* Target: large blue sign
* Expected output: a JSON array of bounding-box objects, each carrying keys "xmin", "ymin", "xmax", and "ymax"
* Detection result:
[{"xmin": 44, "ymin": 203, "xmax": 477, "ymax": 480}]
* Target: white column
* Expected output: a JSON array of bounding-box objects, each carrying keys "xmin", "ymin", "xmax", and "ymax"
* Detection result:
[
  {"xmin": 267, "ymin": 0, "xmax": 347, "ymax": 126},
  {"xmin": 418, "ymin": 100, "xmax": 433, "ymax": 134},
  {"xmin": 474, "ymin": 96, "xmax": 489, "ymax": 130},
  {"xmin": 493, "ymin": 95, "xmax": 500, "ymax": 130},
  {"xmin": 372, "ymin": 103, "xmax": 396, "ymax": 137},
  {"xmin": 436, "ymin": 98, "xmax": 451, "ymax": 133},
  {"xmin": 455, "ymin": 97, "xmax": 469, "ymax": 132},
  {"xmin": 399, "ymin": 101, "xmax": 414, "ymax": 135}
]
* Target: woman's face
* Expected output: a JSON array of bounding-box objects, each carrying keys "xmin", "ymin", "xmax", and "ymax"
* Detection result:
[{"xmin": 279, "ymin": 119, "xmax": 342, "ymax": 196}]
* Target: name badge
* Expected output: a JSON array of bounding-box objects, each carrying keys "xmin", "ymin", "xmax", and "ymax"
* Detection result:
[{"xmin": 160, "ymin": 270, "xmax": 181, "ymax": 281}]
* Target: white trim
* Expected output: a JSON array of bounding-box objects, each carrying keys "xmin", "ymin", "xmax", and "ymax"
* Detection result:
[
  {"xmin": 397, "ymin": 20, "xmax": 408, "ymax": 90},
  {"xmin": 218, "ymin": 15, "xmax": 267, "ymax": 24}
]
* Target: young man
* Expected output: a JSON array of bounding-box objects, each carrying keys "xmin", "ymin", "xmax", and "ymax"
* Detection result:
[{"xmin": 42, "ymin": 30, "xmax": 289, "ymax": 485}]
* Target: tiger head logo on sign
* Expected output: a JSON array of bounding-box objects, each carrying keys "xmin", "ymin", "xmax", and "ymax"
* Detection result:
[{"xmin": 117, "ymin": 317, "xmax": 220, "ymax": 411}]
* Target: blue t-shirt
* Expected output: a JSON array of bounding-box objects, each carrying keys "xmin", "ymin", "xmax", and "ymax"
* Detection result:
--------
(ACTIVITY)
Repeat the material word for word, with no line missing.

(OUTPUT OF THE TASK)
* Target: large blue sign
* Expected output: a JSON array of bounding-box objects, each carrying keys "xmin", "ymin", "xmax", and "ymax"
* Detection result:
[{"xmin": 44, "ymin": 203, "xmax": 477, "ymax": 480}]
* Target: white column
* Expected output: a JSON array of bounding-box objects, each carrying keys "xmin", "ymin", "xmax", and "ymax"
* Detection result:
[
  {"xmin": 267, "ymin": 0, "xmax": 347, "ymax": 126},
  {"xmin": 418, "ymin": 100, "xmax": 433, "ymax": 134},
  {"xmin": 474, "ymin": 96, "xmax": 489, "ymax": 130},
  {"xmin": 493, "ymin": 95, "xmax": 500, "ymax": 130},
  {"xmin": 372, "ymin": 103, "xmax": 396, "ymax": 137},
  {"xmin": 436, "ymin": 98, "xmax": 451, "ymax": 133},
  {"xmin": 455, "ymin": 97, "xmax": 469, "ymax": 132},
  {"xmin": 399, "ymin": 101, "xmax": 414, "ymax": 135}
]
* Target: woman's face
* Expected output: a JSON array of bounding-box objects, each carrying keys "xmin", "ymin", "xmax", and "ymax"
* Detection result:
[{"xmin": 279, "ymin": 119, "xmax": 342, "ymax": 196}]
* Target: name badge
* Expected output: a JSON array of bounding-box objects, each carrying keys "xmin", "ymin", "xmax", and "ymax"
* Detection result:
[{"xmin": 160, "ymin": 270, "xmax": 181, "ymax": 281}]
* Target: white trim
* Expected output: a JSON array of bounding-box objects, each carrying keys "xmin", "ymin", "xmax", and "ymax"
* Detection result:
[
  {"xmin": 397, "ymin": 20, "xmax": 408, "ymax": 90},
  {"xmin": 218, "ymin": 15, "xmax": 267, "ymax": 24}
]
* Target: young man
* Expected output: a JSON array of bounding-box objects, each carrying keys "xmin", "ymin", "xmax", and "ymax"
* Detection result:
[{"xmin": 42, "ymin": 30, "xmax": 289, "ymax": 485}]
* Target: tiger head logo on sign
* Expected output: a JSON array of bounding-box objects, each carrying keys "xmin", "ymin", "xmax", and "ymax"
* Detection result:
[{"xmin": 117, "ymin": 317, "xmax": 220, "ymax": 411}]
* Target: blue t-shirt
* Expected output: a JSON array of bounding-box objects, each carrying keys "xmin", "ymin", "xmax", and "ymax"
* Detection result:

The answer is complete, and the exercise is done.